-- begin SOURCE DATA --

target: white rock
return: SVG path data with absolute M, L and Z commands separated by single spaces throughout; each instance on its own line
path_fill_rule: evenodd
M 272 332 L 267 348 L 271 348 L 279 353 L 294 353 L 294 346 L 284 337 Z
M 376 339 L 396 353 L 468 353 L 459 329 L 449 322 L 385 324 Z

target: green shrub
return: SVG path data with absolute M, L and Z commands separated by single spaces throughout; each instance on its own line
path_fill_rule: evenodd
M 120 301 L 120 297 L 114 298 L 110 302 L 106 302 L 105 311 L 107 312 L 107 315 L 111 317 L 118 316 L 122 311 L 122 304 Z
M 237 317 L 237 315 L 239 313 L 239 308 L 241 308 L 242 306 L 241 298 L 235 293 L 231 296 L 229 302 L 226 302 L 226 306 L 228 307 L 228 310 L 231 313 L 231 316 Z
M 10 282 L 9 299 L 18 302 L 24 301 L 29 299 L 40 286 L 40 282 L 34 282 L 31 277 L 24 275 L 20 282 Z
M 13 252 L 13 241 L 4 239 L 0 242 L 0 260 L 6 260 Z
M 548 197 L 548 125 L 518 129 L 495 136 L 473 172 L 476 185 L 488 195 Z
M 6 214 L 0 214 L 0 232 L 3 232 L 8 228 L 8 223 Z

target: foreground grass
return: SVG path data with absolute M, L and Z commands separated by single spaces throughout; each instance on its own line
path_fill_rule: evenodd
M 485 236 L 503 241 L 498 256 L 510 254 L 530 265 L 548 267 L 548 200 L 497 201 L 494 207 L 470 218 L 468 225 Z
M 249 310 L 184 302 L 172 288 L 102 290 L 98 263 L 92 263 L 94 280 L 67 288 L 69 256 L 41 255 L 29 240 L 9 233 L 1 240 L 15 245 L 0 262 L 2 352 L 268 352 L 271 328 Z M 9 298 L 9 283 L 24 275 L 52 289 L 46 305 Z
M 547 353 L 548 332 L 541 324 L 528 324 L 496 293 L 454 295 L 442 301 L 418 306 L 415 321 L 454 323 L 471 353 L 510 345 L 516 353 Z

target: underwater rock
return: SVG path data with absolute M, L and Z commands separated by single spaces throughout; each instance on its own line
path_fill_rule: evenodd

-- end SOURCE DATA --

WRITTEN EXERCISE. Print every line of the listing above unchanged, from its first line through its last.

RESULT.
target: white rock
return: SVG path data with absolute M, L and Z commands separated by single spaces throughout; each instance on its own line
path_fill_rule: evenodd
M 272 332 L 267 348 L 271 348 L 279 353 L 294 353 L 294 346 L 284 337 Z
M 376 339 L 396 353 L 468 353 L 459 329 L 449 322 L 385 324 Z

target: green shrub
return: SVG path data with absolute M, L and Z commands separated by single spaces throughout; each instance on its own line
path_fill_rule: evenodd
M 120 301 L 120 297 L 114 298 L 110 302 L 106 302 L 105 311 L 107 312 L 107 315 L 111 317 L 118 316 L 122 311 L 122 304 Z
M 237 317 L 237 315 L 239 313 L 239 308 L 241 308 L 242 306 L 241 298 L 235 293 L 231 296 L 229 302 L 226 302 L 226 306 L 228 307 L 228 310 L 231 313 L 231 316 Z
M 10 282 L 9 299 L 18 302 L 24 301 L 29 299 L 40 286 L 40 282 L 34 282 L 31 277 L 24 275 L 20 282 Z
M 13 252 L 13 241 L 4 239 L 0 242 L 0 260 L 6 260 Z
M 548 197 L 548 125 L 518 129 L 495 136 L 473 172 L 476 185 L 488 195 Z
M 6 214 L 0 214 L 0 232 L 3 232 L 8 228 L 8 223 Z

target: foreground grass
return: SVG path data with absolute M, L and Z commands separated by single spaces throughout; each instance on its own line
path_fill_rule: evenodd
M 485 236 L 503 241 L 498 256 L 510 254 L 530 265 L 548 267 L 548 200 L 497 201 L 494 207 L 470 218 L 468 225 Z
M 249 310 L 184 302 L 172 288 L 102 290 L 98 263 L 92 263 L 94 280 L 67 288 L 69 256 L 41 255 L 29 240 L 9 233 L 1 240 L 15 245 L 0 262 L 2 352 L 268 352 L 271 328 Z M 9 298 L 9 283 L 24 275 L 52 289 L 46 305 Z
M 547 353 L 548 332 L 541 324 L 528 324 L 496 293 L 454 295 L 442 301 L 418 306 L 415 321 L 454 323 L 471 353 L 510 345 L 516 353 Z

target: underwater rock
return: SVG path data with absolute M, L and Z commands separated by single spaces throughout; each instance on its own line
path_fill_rule: evenodd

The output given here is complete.